(Beginning of INPUT DATA)

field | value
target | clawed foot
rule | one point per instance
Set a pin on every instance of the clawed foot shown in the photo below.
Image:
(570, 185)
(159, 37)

(End of INPUT DATA)

> _WHAT THE EXERCISE ASKS_
Your task is to transcribe exactly the lines from the one with "Set a pin on" through the end of the data, both included, and nothing besides.

> _TASK OUTPUT_
Set a pin on every instance of the clawed foot shown in the photo below.
Image:
(570, 185)
(159, 37)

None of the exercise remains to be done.